#### Excerpt to read:
● ● ● ● ●
The input to a markup parser need not come directly from an XML or SGML file. You can process a data source by first scanning the data and then parsing the output of the scanning process. This is particularly valuable when you are translating data into XML or SGML and want to use the parser to verify the structure of the output document. It is also a useful way to do certain kinds of processing by first normalizing the data to XML or SGML format and then processing the normalized data.
One way to process a document by scanning and then parsing would be to stream scanning output to a buffer or a
file and then to parse the file or buffer. However, this approach is resource intensive and can be slow. You can
avoid buffering the intermediate form by feeding the output of the scanning process directly to the parser. The
output of the scanning process becomes the input source of the parsing operation, and they run as two coroutines.
define string source function make-xml as submit #main-input process do xml-parse scan make-xml output "%c" done
This is a fairly general technique that can be applied to a variety of input formats. The only difference would
be in the find
rules run by the submit action, which are responsible for generating the
intermediate well-formed XML. One example of such rules will be presented below.
If you are using this technique to validate an XML or SGML document you are creating from other data, or if you
wish to preserve the intermediate XML, just add another stream to the output scope of the submit action
to capture the data it emits:
define string source function make-xml as using output as #current-output & file "output.xml" submit #main-input
In the code above, the output of the find rules will go both to the stream output-file
and to the
parser. Note that output "%c"
in the do xml-parse
block has been replaced with
suppress
, which suppresses all output from the parser and markup rules.
Take a simple example of input containing comma-separated values, in CSV format. The
find
rules that convert this format to XML might look like this:
; ignore empty lines find (value-start | line-start) (line-end | value-end) find value-start | line-start output "<row><value>" find line-end | value-end output "</value></row>" find "," output "</value><value>" find '"' any ** => val '"' (lookahead '"' => quote)? output val output quote when quote is specified
You must also wrap the output of the submit action into a single root element required by XML.
● ● ● ● ●
#### Material:

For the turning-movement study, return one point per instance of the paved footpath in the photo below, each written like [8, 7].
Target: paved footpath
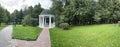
[42, 41]
[6, 37]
● ● ● ● ●
#### The problem:
Reproduce the full text on feeding scanning output straight into a markup parser, word for word.

#### Exercise output:
The input to a markup parser need not come directly from an XML or SGML file. You can process a data source by first scanning the data and then parsing the output of the scanning process. This is particularly valuable when you are translating data into XML or SGML and want to use the parser to verify the structure of the output document. It is also a useful way to do certain kinds of processing by first normalizing the data to XML or SGML format and then processing the normalized data.
One way to process a document by scanning and then parsing would be to stream scanning output to a buffer or a
file and then to parse the file or buffer. However, this approach is resource intensive and can be slow. You can
avoid buffering the intermediate form by feeding the output of the scanning process directly to the parser. The
output of the scanning process becomes the input source of the parsing operation, and they run as two coroutines.
define string source function make-xml as submit #main-input process do xml-parse scan make-xml output "%c" done
This is a fairly general technique that can be applied to a variety of input formats. The only difference would
be in the find
rules run by the submit action, which are responsible for generating the
intermediate well-formed XML. One example of such rules will be presented below.
If you are using this technique to validate an XML or SGML document you are creating from other data, or if you
wish to preserve the intermediate XML, just add another stream to the output scope of the submit action
to capture the data it emits:
define string source function make-xml as using output as #current-output & file "output.xml" submit #main-input
In the code above, the output of the find rules will go both to the stream output-file
and to the
parser. Note that output "%c"
in the do xml-parse
block has been replaced with
suppress
, which suppresses all output from the parser and markup rules.
Take a simple example of input containing comma-separated values, in CSV format. The
find
rules that convert this format to XML might look like this:
; ignore empty lines find (value-start | line-start) (line-end | value-end) find value-start | line-start output "<row><value>" find line-end | value-end output "</value></row>" find "," output "</value><value>" find '"' any ** => val '"' (lookahead '"' => quote)? output val output quote when quote is specified
You must also wrap the output of the submit action into a single root element required by XML.